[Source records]
::::
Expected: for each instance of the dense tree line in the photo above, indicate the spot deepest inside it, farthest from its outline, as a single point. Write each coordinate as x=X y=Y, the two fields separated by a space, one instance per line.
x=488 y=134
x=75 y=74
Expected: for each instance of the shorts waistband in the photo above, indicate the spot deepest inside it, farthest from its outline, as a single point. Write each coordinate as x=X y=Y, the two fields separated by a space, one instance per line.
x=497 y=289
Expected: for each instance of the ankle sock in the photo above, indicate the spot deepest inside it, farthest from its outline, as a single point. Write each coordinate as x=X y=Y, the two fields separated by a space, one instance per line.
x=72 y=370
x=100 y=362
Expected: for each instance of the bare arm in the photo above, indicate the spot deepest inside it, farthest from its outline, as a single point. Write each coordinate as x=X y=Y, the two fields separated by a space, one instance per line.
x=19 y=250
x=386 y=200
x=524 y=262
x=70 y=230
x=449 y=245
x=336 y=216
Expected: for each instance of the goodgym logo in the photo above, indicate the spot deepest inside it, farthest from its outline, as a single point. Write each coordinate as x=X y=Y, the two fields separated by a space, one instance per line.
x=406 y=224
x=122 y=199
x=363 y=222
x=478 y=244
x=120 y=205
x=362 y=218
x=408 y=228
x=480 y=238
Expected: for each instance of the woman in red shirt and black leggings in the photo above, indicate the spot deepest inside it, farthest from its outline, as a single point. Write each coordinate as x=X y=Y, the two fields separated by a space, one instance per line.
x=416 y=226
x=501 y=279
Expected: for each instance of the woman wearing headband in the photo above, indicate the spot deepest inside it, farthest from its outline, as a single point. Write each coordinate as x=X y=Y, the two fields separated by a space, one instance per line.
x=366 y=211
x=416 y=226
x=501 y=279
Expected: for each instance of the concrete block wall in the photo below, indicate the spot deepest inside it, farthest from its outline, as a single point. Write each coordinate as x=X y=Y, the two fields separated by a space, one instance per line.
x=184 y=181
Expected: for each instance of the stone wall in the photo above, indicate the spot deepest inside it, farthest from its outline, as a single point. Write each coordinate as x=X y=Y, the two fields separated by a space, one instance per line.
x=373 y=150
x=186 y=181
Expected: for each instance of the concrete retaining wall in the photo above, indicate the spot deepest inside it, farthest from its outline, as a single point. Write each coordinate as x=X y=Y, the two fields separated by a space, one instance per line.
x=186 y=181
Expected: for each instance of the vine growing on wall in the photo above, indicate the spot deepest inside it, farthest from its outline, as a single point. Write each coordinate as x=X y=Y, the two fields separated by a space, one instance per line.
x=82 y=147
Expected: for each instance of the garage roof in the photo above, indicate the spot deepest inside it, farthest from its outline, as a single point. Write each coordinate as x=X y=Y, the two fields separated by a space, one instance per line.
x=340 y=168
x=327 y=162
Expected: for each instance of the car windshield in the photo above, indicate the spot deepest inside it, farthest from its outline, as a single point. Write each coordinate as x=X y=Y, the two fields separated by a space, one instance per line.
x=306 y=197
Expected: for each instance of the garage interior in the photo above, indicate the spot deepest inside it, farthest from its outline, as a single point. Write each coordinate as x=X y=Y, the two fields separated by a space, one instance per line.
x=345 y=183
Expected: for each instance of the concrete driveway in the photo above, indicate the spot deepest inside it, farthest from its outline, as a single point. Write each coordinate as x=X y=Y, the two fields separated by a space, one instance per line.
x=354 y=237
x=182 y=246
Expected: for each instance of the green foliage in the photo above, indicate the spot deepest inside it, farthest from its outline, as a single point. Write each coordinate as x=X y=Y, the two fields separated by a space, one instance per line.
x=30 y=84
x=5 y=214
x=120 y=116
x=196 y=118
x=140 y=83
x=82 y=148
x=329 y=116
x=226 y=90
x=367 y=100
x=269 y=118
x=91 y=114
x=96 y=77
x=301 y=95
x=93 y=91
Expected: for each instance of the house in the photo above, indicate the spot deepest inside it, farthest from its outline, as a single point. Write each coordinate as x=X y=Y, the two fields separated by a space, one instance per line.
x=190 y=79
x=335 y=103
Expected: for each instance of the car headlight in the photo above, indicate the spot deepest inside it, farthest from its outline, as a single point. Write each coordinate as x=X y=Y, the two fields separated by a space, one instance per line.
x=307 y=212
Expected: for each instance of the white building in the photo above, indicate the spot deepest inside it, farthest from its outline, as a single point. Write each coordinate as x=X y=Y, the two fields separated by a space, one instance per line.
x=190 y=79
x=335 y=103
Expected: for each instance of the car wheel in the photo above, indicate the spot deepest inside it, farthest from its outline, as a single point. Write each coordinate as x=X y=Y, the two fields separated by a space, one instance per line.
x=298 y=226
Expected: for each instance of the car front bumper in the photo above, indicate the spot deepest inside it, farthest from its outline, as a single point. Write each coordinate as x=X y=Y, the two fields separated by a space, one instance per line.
::::
▶ [Exercise instructions]: Put every line of the listing above into a JSON list of strings, one string per line, and leave out any blank lines.

▶ [The completed task]:
[
  "Expected: for each instance of the dense tree line in the photo above, indicate the spot deepest inside it, farthest from its outline, as a single point. Write each coordinate as x=X y=Y, the two fields separated by a space, one instance per line.",
  "x=488 y=134",
  "x=75 y=74",
  "Expected: for each instance of the shorts waistband in the photo above, indicate the spot deepest inside it, farthest from its outline, as a single point. Write each coordinate as x=X y=Y, the two fields separated by a space, one instance per line.",
  "x=497 y=289",
  "Expected: for each instance of the ankle sock in the photo above, indicate the spot deepest inside it, farthest from its outline, as a single point. Write each coordinate as x=X y=Y, the two fields separated by a space, one instance per line.",
  "x=72 y=370",
  "x=100 y=362",
  "Expected: for each instance of the bare arm in the photo above, indicate the spot deepest inside it, farthest from its outline, as a single point. Write each coordinate as x=X y=Y, the two fields separated by a space, one instance per line.",
  "x=19 y=250",
  "x=386 y=200",
  "x=524 y=262",
  "x=70 y=230",
  "x=449 y=245",
  "x=336 y=216",
  "Expected: for each instance of the goodgym logo in the photo above, indicate the spot deepest inside it, farthest from its outline, as a single point. Write each coordinate as x=X y=Y, the two fields separated by a space, one instance per line.",
  "x=406 y=224",
  "x=122 y=199",
  "x=363 y=222",
  "x=478 y=244",
  "x=120 y=205",
  "x=362 y=218",
  "x=408 y=228",
  "x=480 y=238",
  "Expected: for each instance of the woman in red shirt and black leggings in the photo above, indicate the spot deepest inside it, farthest from its outline, as a single point. Write each coordinate as x=X y=Y, the two fields separated by a space, one instance per line.",
  "x=416 y=226",
  "x=501 y=279",
  "Expected: for each instance of the woman wearing headband in the photo above, indicate the spot deepest inside it, farthest from its outline, as a single point. Write each coordinate as x=X y=Y, the two fields separated by a space, one instance per line.",
  "x=366 y=211",
  "x=416 y=226",
  "x=501 y=279",
  "Expected: for each instance of the concrete block wall in the photo below, indicate the spot deepest inside it, farthest from its outline, as a single point. Write each coordinate as x=X y=Y, the two fields separated by a space, one instance per line.",
  "x=184 y=181",
  "Expected: for each instance of the stone wall in the photo above, indicate the spot deepest inside it, farthest from its outline, as a single point. Write each coordinate as x=X y=Y, the two fields separated by a space, one instance per line.",
  "x=373 y=150",
  "x=186 y=181",
  "Expected: for each instance of the concrete retaining wall in the photo above, indicate the spot deepest inside it, farthest from its outline, as a single point. Write each coordinate as x=X y=Y, the two fields separated by a space, one instance per line.",
  "x=186 y=181",
  "Expected: for each instance of the vine growing on wall in the photo above, indicate the spot deepest inside it, farthest from its outline, as a single point. Write each coordinate as x=X y=Y, the two fields separated by a space, one instance per line.",
  "x=82 y=147",
  "Expected: for each instance of the garage roof in the photo above, indicate the spot deepest inside it, farthest from its outline, as a single point. Write each coordinate as x=X y=Y, the two fields separated by a space, one instance per line.",
  "x=340 y=168",
  "x=327 y=162",
  "Expected: for each instance of the car windshield in the photo above, indicate the spot deepest inside it, farthest from its outline, as a single point. Write each coordinate as x=X y=Y, the two fields separated by a space, one instance per line.",
  "x=306 y=197",
  "Expected: for each instance of the garage interior in the photo above, indicate the spot deepest inside it, farthest from its outline, as a single point. Write each coordinate as x=X y=Y, the two fields separated by a space, one instance per line.",
  "x=345 y=183",
  "Expected: for each instance of the concrete driveway in the photo above, indicate the spot deepest inside it, farthest from its outline, as a single point. Write each coordinate as x=X y=Y, the two fields separated by a space, one instance per line.",
  "x=354 y=237",
  "x=182 y=246",
  "Expected: for each instance of the green foliage in the photo above, indicate the spot deepest inside it, farthest from its outline, as a single point. Write each coordinate as x=X y=Y, the two fields separated by a space, one instance per line.",
  "x=30 y=84",
  "x=5 y=214",
  "x=120 y=116",
  "x=196 y=118",
  "x=140 y=83",
  "x=82 y=148",
  "x=329 y=116",
  "x=226 y=90",
  "x=367 y=100",
  "x=269 y=118",
  "x=91 y=114",
  "x=96 y=77",
  "x=301 y=95",
  "x=93 y=91",
  "Expected: for each instance of the house in the photo above, indicate the spot deepest inside it, farthest from its outline, as a single point. Write each coordinate as x=X y=Y, the two fields separated by a space, one instance per line.",
  "x=190 y=79",
  "x=335 y=103",
  "Expected: for each instance of the car headlight in the photo above, indicate the spot deepest inside it, farthest from its outline, as a single point. Write each coordinate as x=X y=Y, the two fields separated by a space, one instance per line.",
  "x=307 y=212",
  "Expected: for each instance of the white building in the photo above, indicate the spot deepest inside it, farthest from its outline, as a single point. Write each coordinate as x=X y=Y, the two fields separated by a space, one instance per line.",
  "x=190 y=79",
  "x=335 y=103",
  "Expected: for each instance of the car wheel in the photo above, indicate the spot deepest inside it, farthest from its outline, as a single point. Write each coordinate as x=X y=Y, the two fields separated by a space, one instance per line.",
  "x=298 y=226",
  "Expected: for each instance of the car front bumper in the photo above, indicate the spot deepest inside it, farthest from its outline, as a single point. Write each coordinate as x=X y=Y, the two fields separated by a space, one instance per line."
]